# Reemplazar RSN310R36



## EME_JuanAndrade (Dic 2, 2014)

Saludos. Tengo que remplazar un integrado RSN310R36 pero no encuentro el integrado. Encontre el RSN310R37 pero no se si pueda emplearse como remplazo directo. No encuentro las datasheets de estos componentes y me parecen bastante caros para andarle experimentando. Alguien puede recomendarme algo?


----------



## DOSMETROS (Dic 2, 2014)

http://ww2.justanswer.com/uploads/benimur/2011-06-12_153808_technics_sa-dx940_pow_amp.jpg

http://www.uploadarchief.net/files/download/schemaamp.jpg

http://obrazki.elektroda.net/48_1227879441.jpg


----------



## EME_JuanAndrade (Dic 3, 2014)

Gracias DOSMETROS. Aparentemente el R36 opera en mayor voltaje.  Supongo que no puedo usar el R37 como substituto. Tal vez construya un modulo con algun STK o de plano uno por transistores.


----------



## Daniel Sachin (Ene 1, 2020)

## Conjunto de datos:
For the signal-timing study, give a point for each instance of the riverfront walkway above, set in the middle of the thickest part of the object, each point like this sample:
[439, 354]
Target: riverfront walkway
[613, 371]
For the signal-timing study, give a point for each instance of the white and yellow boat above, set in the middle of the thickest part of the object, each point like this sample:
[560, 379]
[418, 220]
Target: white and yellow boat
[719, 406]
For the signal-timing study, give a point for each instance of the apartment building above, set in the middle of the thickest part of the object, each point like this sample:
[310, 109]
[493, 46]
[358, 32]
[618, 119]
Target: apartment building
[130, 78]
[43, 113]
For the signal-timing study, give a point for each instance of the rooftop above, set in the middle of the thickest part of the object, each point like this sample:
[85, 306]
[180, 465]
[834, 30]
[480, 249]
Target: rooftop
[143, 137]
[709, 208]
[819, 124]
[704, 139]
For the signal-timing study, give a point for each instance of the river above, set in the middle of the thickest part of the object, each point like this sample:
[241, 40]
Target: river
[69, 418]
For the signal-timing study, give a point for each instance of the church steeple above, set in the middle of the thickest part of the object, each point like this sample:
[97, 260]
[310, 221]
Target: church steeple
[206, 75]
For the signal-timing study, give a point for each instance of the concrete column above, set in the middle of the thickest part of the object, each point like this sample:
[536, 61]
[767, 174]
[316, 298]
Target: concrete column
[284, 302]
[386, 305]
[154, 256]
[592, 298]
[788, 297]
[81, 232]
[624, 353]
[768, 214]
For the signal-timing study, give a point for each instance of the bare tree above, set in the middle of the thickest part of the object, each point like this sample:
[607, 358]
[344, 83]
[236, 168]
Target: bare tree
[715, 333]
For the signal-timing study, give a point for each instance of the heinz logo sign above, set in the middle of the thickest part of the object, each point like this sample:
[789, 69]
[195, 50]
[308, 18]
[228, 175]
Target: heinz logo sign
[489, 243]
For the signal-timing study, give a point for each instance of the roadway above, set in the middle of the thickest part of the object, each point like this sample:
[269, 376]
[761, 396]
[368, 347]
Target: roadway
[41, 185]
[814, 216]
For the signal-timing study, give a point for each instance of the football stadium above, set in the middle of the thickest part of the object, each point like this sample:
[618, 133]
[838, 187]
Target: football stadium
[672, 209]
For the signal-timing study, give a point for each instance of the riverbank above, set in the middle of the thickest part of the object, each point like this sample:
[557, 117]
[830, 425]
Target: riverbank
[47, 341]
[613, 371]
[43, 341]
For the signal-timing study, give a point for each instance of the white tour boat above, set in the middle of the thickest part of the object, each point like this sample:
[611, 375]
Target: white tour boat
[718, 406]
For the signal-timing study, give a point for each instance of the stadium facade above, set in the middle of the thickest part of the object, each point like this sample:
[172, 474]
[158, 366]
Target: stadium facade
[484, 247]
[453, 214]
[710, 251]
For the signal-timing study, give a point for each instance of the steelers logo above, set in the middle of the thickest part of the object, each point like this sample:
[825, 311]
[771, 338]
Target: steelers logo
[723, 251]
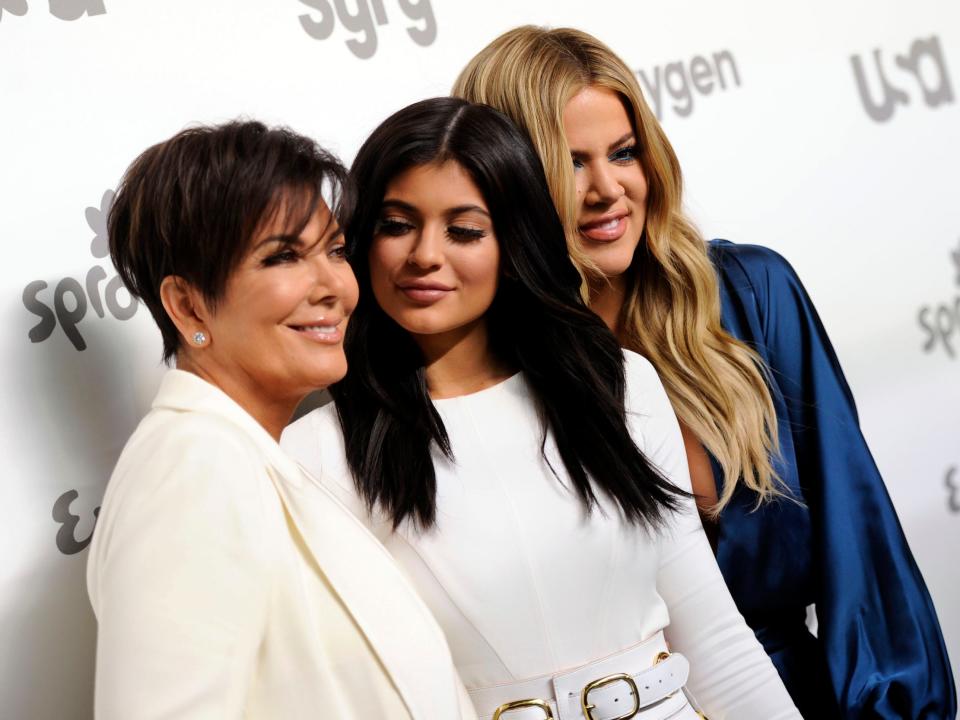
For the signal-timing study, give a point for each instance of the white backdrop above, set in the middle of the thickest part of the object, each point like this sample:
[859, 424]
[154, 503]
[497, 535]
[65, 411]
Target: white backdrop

## Por hacer:
¿Puedes prolongar el hilo del foro sobre el reemplazo del integrado RSN310R36 a partir del punto en que se interrumpe?

## Respuesta al ejercicio:
Hola, buen día. Necesito un pinout para el amplificador de audio RSN315H42 o un esquema de un circuito de aplicación. Gracias.

Éste es el IC


----------



## DOSMETROS (Ene 1, 2020)

En el post número 2 están !

Aqui mas : rsn315h42 diagrama - Google Search


----------



## Daniel Sachin (Ene 1, 2020)

Me gustaría obtener el resto del esquema para el crossover, control de volumen y control de relé gracias por favor.


----------



## DOSMETROS (Ene 1, 2020)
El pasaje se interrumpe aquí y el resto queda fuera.